Please quote only the lines that start at the one with "Could you spot the keyboard" and go on to the last line of the data, both ends kept.

Image point annotation entries:
◇ ◇ ◇ ◇

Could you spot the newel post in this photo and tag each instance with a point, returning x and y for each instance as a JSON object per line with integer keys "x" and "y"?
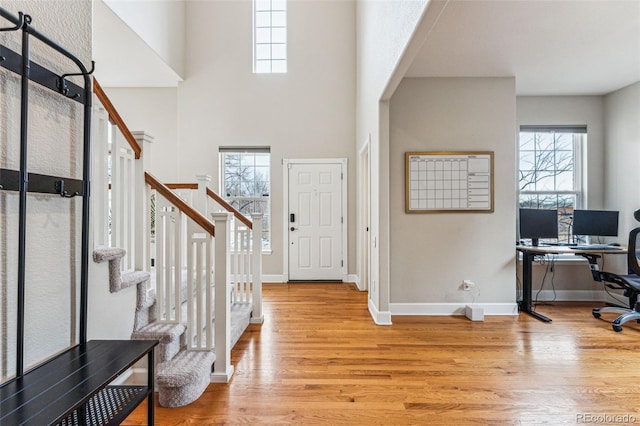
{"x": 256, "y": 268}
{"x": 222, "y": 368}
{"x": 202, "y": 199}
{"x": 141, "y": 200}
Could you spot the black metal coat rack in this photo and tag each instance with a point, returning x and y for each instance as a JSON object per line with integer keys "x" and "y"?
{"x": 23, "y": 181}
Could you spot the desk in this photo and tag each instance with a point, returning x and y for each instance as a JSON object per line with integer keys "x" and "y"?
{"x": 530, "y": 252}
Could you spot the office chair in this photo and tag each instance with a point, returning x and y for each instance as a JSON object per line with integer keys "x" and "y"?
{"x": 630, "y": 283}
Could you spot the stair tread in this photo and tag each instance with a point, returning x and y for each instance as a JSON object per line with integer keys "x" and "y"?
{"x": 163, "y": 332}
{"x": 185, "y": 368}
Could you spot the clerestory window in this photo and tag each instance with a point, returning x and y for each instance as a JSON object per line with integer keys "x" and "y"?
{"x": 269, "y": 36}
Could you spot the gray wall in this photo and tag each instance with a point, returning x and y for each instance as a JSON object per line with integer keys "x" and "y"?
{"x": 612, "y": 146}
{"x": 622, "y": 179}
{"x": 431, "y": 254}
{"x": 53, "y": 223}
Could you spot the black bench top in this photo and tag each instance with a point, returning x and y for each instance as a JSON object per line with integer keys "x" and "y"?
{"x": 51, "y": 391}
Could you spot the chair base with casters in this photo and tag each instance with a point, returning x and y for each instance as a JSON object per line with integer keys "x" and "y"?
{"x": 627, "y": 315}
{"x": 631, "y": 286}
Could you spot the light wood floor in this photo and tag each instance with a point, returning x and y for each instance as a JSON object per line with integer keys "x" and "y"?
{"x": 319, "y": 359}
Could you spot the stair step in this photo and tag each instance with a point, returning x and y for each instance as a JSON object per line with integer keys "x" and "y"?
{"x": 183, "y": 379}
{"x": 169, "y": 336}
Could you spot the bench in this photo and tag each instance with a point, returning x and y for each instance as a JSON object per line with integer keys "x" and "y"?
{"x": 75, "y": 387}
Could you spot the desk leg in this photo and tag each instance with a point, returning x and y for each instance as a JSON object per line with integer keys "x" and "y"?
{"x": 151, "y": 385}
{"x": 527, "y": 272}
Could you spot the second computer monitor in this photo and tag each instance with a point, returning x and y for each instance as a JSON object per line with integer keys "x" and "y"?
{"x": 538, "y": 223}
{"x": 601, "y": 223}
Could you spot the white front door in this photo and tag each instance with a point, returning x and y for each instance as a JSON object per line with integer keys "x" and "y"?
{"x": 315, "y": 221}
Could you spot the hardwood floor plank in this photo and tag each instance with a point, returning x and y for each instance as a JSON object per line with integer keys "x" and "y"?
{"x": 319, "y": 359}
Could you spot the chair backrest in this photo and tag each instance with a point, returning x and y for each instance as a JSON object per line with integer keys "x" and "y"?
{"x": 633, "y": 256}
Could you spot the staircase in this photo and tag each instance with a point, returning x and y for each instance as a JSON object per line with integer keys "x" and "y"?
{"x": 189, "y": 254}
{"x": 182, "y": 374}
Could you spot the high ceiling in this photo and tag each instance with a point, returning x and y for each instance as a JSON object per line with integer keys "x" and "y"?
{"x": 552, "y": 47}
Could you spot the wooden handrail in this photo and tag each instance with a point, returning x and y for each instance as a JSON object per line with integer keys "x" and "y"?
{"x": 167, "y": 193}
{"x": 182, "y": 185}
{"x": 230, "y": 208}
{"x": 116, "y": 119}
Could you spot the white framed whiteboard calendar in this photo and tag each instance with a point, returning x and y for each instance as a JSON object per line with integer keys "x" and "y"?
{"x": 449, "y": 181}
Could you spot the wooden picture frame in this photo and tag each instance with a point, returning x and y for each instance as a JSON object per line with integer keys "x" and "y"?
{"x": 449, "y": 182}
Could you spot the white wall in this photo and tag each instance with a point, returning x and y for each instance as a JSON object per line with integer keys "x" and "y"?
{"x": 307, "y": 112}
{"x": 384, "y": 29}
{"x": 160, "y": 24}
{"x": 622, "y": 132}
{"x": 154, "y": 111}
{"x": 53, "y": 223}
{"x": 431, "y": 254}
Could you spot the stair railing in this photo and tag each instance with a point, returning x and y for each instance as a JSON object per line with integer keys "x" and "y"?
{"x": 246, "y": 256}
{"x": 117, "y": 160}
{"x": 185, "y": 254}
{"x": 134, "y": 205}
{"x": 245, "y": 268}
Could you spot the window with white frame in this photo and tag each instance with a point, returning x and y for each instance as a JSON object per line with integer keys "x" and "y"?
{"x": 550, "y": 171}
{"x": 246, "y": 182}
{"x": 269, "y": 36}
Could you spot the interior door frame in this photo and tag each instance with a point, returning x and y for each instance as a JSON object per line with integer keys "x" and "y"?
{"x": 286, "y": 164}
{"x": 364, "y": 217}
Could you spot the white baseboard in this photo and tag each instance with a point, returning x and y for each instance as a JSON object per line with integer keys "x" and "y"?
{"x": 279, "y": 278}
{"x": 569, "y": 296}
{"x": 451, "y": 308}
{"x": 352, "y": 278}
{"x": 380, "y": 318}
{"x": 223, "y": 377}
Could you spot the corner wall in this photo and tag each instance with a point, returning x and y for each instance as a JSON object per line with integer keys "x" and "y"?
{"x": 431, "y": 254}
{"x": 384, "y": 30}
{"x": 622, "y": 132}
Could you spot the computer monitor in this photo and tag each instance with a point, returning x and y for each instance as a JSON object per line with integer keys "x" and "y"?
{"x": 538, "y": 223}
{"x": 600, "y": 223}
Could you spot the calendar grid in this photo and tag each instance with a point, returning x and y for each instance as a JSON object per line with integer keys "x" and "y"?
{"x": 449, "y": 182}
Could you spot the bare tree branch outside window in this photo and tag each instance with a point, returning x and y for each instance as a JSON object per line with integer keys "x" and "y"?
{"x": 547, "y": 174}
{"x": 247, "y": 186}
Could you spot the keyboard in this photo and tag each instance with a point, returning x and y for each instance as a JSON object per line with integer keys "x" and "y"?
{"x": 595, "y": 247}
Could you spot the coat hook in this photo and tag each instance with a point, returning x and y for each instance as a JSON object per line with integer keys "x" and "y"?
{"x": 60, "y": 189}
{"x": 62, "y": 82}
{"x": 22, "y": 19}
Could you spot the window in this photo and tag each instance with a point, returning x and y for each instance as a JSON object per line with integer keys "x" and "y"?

◇ ◇ ◇ ◇

**WORKED SOLUTION:**
Could you spot the keyboard in this photo and tag each instance with a point, returning x and y for each instance as a JSON object per line with integer keys "x" and "y"?
{"x": 595, "y": 247}
Could you spot the coat hook in this photo and tag each instance with a point, returning x and y for each instance as a JSON object per line with integer keys "x" and "y"?
{"x": 60, "y": 189}
{"x": 62, "y": 82}
{"x": 22, "y": 19}
Could you spot the window in this photo and tag each instance with a point, returning x and y for each instance as a JSON object per line with integer keys "x" and "y"?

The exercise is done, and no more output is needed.